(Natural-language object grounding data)
=== Begin Enclosure ===

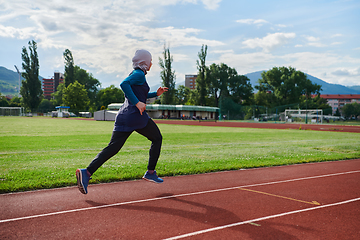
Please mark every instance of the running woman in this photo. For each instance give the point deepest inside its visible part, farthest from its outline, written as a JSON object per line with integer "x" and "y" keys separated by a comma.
{"x": 131, "y": 117}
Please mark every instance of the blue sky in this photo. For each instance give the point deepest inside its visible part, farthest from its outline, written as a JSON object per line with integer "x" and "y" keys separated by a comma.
{"x": 320, "y": 38}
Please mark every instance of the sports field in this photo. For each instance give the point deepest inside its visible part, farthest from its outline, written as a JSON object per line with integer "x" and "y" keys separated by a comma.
{"x": 41, "y": 152}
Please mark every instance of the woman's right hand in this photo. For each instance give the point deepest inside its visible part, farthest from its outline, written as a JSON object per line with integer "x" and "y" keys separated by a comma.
{"x": 141, "y": 106}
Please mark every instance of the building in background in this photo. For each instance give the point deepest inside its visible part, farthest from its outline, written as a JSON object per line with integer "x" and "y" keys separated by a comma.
{"x": 338, "y": 101}
{"x": 49, "y": 86}
{"x": 190, "y": 81}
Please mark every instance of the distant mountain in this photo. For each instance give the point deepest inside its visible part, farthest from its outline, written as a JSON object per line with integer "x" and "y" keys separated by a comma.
{"x": 327, "y": 88}
{"x": 9, "y": 81}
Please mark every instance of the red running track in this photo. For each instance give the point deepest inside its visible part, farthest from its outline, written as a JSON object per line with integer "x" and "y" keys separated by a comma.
{"x": 316, "y": 127}
{"x": 307, "y": 201}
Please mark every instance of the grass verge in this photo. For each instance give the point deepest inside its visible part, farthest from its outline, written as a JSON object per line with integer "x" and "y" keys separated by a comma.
{"x": 41, "y": 152}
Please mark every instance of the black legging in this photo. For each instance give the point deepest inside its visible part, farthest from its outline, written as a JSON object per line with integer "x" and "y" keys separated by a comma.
{"x": 118, "y": 139}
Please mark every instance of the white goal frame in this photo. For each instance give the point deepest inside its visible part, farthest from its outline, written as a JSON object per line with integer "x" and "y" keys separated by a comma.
{"x": 11, "y": 111}
{"x": 303, "y": 113}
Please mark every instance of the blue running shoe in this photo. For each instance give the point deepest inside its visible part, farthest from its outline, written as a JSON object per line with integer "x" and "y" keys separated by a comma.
{"x": 82, "y": 180}
{"x": 152, "y": 177}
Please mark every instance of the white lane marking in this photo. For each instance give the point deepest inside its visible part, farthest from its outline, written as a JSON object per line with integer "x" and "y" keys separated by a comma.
{"x": 172, "y": 196}
{"x": 260, "y": 219}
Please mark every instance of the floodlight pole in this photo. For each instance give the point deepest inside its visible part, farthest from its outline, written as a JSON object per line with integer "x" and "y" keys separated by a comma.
{"x": 19, "y": 78}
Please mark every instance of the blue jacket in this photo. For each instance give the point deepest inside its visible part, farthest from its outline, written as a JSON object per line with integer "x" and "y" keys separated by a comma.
{"x": 136, "y": 89}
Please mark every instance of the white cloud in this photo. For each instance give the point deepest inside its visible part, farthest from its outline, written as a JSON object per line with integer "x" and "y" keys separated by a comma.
{"x": 316, "y": 64}
{"x": 258, "y": 22}
{"x": 314, "y": 41}
{"x": 270, "y": 42}
{"x": 211, "y": 4}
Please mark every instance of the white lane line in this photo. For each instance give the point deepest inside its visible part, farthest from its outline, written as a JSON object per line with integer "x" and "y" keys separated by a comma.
{"x": 172, "y": 196}
{"x": 260, "y": 219}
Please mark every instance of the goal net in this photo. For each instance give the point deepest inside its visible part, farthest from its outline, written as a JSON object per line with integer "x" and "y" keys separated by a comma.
{"x": 301, "y": 115}
{"x": 11, "y": 111}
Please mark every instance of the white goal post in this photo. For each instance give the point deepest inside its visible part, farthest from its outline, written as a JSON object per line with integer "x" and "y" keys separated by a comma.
{"x": 315, "y": 115}
{"x": 11, "y": 111}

=== End Enclosure ===

▶ Task requirements:
Reproduce every line above word for word; no images.

▶ Expected answer:
Please mark every instance of the running woman in this photo. For each instance give the point deepest inside its visible part, farthest from its outline, written as a JSON object per line with integer "x" and "y" keys separated by a comma.
{"x": 131, "y": 117}
Please mark every instance of the blue sky in this photo. For each instance give the point deepest inside its visible part, farthest from its outline, written as a JSON object per line with integer "x" and "y" keys separated by a comma.
{"x": 320, "y": 38}
Please mark every instance of the sports field in this photo. For each instance give the point deepest inside its visible part, farthest from its outline, written as a JSON object per line with integer "x" and "y" keys separated by a comma.
{"x": 41, "y": 152}
Please mark every instance of the woman's right hand in this photo. For each instance give the point deepest inside its visible part, farthest from its outline, written as a JSON object per line with integer "x" and "y" keys separated by a comma.
{"x": 141, "y": 106}
Please mark every instance of the building in background in this photo. For each instance give the point deepest inside its visible part, farthest from its outline, written as a JSON object per line with integer "x" and "y" keys separated by a comma.
{"x": 338, "y": 101}
{"x": 49, "y": 86}
{"x": 190, "y": 81}
Please mark every instance of the distant mountain in this photo. For each instance give the point deepest inside its visible part, farthest from its outline, written as a JSON object per line with integer "x" and "y" keys separated by a comma.
{"x": 327, "y": 88}
{"x": 9, "y": 81}
Please mark every instance of the red running track in this photo. For each instance give the point deepest inside its visible part, farthest from its outline, written as a JSON object per line with integer "x" and "y" keys separated by a comma.
{"x": 316, "y": 127}
{"x": 307, "y": 201}
Please mark every instance of the grass verge in this photo. For each instance give the point deepest inside its visible part, farthest from its outline, written as a JSON object per line with integer "x" and "y" keys separated by a comma.
{"x": 41, "y": 152}
Please mark every instance of the black legging in this photo. For each instance give the point deepest inside its visible part, farthest from its outline, written as a JSON object per line with integer "x" and "y" keys separated by a comma.
{"x": 118, "y": 139}
Please mark every instance of the white goal frame in this photo. For each instance give the point deepest inside its visible part, farthest from its outline, written as a JSON object per line with integer "x" and "y" keys separated by a comma.
{"x": 11, "y": 111}
{"x": 303, "y": 113}
Please mark every instance of the blue running shoe in this photo. For each instance give the point deepest inside its visible part, farthest from its outline, written as a JSON object per line with integer "x" and "y" keys separated by a comma.
{"x": 82, "y": 180}
{"x": 152, "y": 177}
Please mark every instance of the white lane marking in this photo. For each instance give the point deepest inside its visible part, farthest from its outline, written as a JSON object per line with integer "x" and "y" keys separated by a comma.
{"x": 172, "y": 196}
{"x": 260, "y": 219}
Please mark every instance of the floodlight pole in this photo. For each instance give the point deepest inside its visible part, farthest from its outline, written as a JSON object per line with integer "x" and "y" keys separated by a comma.
{"x": 19, "y": 78}
Please mark every instance of the blue jacket in this photo. For each instance give the point deepest inside its visible part, farthest from its outline, written as a JSON object per line with integer "x" and "y" keys separated by a comma.
{"x": 136, "y": 89}
Please mark every instance of the white cloud in this photo. For each instance give the point deepest inside its visible part, farthest from its outline, written as a JSON object per line with integer "x" and "y" keys separated by a comma.
{"x": 316, "y": 64}
{"x": 258, "y": 22}
{"x": 314, "y": 41}
{"x": 270, "y": 42}
{"x": 211, "y": 4}
Please mark every instance of the white lane line in this photo. For each instance give the point deepest inside its visible part, farthest from its outline, written as a JSON object per line with integer "x" and "y" keys separated by a comma.
{"x": 172, "y": 196}
{"x": 260, "y": 219}
Please mark every instance of the goal net in this photo. For each instance give the point deepest inside its visible part, farthest from its outline, written as a JSON object per line with integer "x" and "y" keys separated by a comma.
{"x": 301, "y": 115}
{"x": 11, "y": 111}
Please mark every instance of the white goal post in this photo. For each instance give the point deepest inside its visible part, farthest from its outline, written as a JSON object per line with integer "x" and "y" keys separated by a comma.
{"x": 315, "y": 115}
{"x": 11, "y": 111}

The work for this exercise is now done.